(Items from a labeling collection)
------------------------------------------------------------

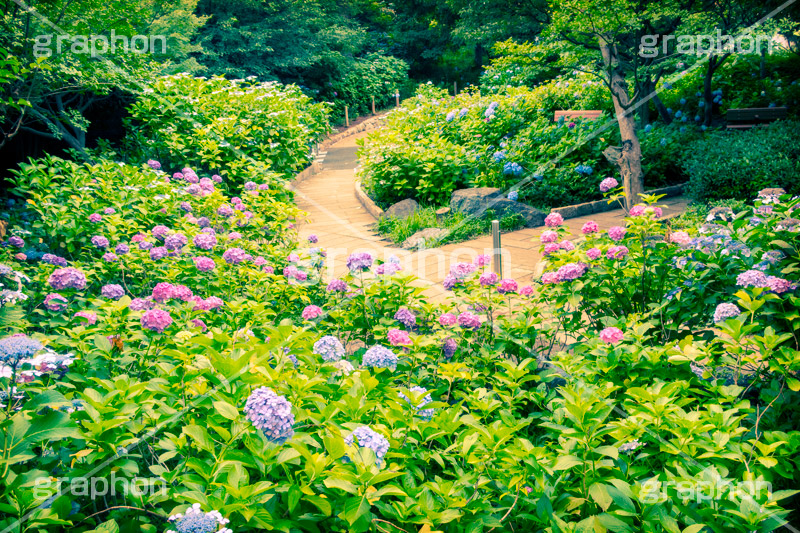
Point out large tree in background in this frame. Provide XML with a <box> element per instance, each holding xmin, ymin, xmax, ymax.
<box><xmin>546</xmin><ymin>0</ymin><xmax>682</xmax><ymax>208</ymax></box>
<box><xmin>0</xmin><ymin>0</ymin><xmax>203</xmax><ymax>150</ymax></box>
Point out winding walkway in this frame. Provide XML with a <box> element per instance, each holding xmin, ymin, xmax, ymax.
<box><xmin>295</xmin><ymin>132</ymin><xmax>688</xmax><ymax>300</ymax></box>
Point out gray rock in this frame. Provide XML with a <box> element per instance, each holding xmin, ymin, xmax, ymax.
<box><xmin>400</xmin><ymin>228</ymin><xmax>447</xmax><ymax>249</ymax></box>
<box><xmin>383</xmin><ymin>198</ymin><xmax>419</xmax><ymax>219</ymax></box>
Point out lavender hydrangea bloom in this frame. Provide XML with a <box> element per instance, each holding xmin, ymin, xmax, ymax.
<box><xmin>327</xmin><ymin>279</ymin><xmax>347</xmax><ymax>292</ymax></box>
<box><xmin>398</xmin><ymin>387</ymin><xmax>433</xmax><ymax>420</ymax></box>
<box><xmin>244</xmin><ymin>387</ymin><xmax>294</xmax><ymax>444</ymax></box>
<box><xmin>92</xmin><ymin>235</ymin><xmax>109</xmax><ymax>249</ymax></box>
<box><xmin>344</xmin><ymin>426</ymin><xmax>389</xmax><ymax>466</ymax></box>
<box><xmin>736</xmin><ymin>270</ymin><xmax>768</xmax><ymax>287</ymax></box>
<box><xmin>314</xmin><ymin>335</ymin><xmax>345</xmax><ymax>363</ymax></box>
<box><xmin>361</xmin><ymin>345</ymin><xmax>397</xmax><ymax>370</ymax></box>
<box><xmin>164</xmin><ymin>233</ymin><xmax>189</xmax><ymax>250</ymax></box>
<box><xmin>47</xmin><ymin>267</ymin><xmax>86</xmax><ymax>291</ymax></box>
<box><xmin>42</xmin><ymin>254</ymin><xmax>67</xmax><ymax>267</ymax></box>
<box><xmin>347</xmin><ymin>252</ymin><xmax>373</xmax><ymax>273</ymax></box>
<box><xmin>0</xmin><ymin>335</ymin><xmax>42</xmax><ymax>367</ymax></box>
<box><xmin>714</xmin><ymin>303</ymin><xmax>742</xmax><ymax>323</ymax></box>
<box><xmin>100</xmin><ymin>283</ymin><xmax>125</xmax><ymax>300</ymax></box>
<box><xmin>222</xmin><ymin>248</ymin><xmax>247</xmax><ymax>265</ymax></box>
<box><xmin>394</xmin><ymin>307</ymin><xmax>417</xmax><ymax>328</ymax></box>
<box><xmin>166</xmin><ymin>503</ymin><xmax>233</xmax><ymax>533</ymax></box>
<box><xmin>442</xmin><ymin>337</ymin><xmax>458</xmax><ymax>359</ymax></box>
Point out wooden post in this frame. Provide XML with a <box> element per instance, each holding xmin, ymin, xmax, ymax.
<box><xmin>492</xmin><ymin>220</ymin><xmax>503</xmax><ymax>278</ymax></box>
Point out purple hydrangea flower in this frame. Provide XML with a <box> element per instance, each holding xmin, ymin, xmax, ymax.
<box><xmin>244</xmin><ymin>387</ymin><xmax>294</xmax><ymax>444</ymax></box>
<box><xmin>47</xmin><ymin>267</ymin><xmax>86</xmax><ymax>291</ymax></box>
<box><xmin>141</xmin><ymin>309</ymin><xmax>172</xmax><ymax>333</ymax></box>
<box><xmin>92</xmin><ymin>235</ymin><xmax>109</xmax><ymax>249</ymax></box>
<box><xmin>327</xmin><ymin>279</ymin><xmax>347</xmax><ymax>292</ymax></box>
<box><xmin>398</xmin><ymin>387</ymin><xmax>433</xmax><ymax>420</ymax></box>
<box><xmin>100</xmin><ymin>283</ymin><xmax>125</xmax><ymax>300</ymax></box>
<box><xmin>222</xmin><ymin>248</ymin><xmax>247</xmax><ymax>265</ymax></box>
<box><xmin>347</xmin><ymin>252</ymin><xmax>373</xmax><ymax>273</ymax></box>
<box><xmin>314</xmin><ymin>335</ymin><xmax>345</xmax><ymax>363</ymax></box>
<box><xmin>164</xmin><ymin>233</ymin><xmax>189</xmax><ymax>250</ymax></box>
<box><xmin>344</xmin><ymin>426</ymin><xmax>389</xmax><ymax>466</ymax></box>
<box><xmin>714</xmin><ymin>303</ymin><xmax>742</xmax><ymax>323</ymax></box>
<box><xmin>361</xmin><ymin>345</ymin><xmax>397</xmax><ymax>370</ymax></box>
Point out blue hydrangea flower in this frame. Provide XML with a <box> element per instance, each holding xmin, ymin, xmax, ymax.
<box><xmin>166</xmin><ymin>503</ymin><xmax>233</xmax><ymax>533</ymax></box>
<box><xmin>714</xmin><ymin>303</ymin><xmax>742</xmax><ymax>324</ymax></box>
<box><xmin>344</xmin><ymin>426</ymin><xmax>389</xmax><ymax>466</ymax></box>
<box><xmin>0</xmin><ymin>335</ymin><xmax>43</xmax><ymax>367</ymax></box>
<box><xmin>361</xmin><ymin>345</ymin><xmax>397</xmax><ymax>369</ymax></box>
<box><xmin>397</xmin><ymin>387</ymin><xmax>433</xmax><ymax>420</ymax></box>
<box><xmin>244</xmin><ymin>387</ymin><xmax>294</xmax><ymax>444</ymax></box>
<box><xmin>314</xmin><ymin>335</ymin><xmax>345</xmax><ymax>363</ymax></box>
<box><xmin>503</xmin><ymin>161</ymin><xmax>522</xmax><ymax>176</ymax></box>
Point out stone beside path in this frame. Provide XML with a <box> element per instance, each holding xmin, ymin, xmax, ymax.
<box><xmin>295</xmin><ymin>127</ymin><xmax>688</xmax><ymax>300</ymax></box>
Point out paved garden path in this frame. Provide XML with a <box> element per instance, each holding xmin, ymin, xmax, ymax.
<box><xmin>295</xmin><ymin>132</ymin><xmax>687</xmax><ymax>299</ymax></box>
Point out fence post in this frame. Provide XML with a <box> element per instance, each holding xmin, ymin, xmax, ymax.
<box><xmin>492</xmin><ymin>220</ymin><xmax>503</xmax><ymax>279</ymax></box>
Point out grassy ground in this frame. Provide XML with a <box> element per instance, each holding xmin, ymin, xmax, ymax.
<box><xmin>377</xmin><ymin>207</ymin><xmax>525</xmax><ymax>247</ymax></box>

------------------------------------------------------------

» **STATED EXERCISE**:
Begin at the line that has "Point out blue" and go through the end of the records. Write out only those lines again, requests included, with every box coordinate in the answers raised by 78.

» **THE RESULT**:
Point out blue hydrangea flower in this frame. Provide XML with a <box> element per instance, each holding xmin, ymin, xmax, ymax.
<box><xmin>244</xmin><ymin>581</ymin><xmax>311</xmax><ymax>611</ymax></box>
<box><xmin>792</xmin><ymin>381</ymin><xmax>820</xmax><ymax>402</ymax></box>
<box><xmin>422</xmin><ymin>504</ymin><xmax>467</xmax><ymax>544</ymax></box>
<box><xmin>78</xmin><ymin>413</ymin><xmax>121</xmax><ymax>445</ymax></box>
<box><xmin>439</xmin><ymin>423</ymin><xmax>475</xmax><ymax>447</ymax></box>
<box><xmin>475</xmin><ymin>465</ymin><xmax>511</xmax><ymax>498</ymax></box>
<box><xmin>322</xmin><ymin>465</ymin><xmax>372</xmax><ymax>522</ymax></box>
<box><xmin>392</xmin><ymin>413</ymin><xmax>423</xmax><ymax>441</ymax></box>
<box><xmin>581</xmin><ymin>239</ymin><xmax>600</xmax><ymax>254</ymax></box>
Point out stone beside path in this frame. Provide XML with a <box> element per instance, each holding xmin, ymin, xmax, ymax.
<box><xmin>373</xmin><ymin>205</ymin><xmax>766</xmax><ymax>378</ymax></box>
Point out paved garden path in this frame. Provide XML with a <box> element per instance, each holding xmin, ymin, xmax, ymax.
<box><xmin>373</xmin><ymin>210</ymin><xmax>765</xmax><ymax>377</ymax></box>
Point out fence post in this frame. Provide XML with a <box> element per instance, each holding xmin, ymin, xmax, ymax.
<box><xmin>570</xmin><ymin>298</ymin><xmax>581</xmax><ymax>357</ymax></box>
Point out grassy ground in this frame. Provide XML with a <box> element per instance, each holding xmin, ymin, xmax, ymax.
<box><xmin>455</xmin><ymin>285</ymin><xmax>603</xmax><ymax>325</ymax></box>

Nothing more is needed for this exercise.